[SHORT PROBLEM] Rewrite the records below, substituting "target" for every "query" and changing nothing else. Omit the pictures from your answer.

** BEGIN **

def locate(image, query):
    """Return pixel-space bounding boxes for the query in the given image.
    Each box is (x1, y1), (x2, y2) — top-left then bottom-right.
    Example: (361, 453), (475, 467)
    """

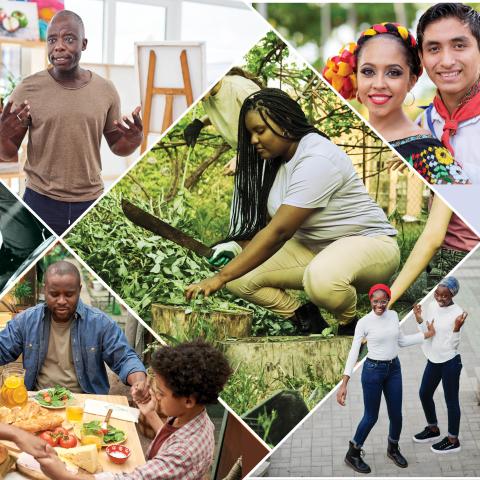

** END **

[ANSWER IN FULL]
def locate(image, target):
    """Return pixel-space bounding boxes for the target in the given image.
    Each box is (x1, y1), (x2, y2) — top-left then bottom-right.
    Example: (361, 453), (475, 467)
    """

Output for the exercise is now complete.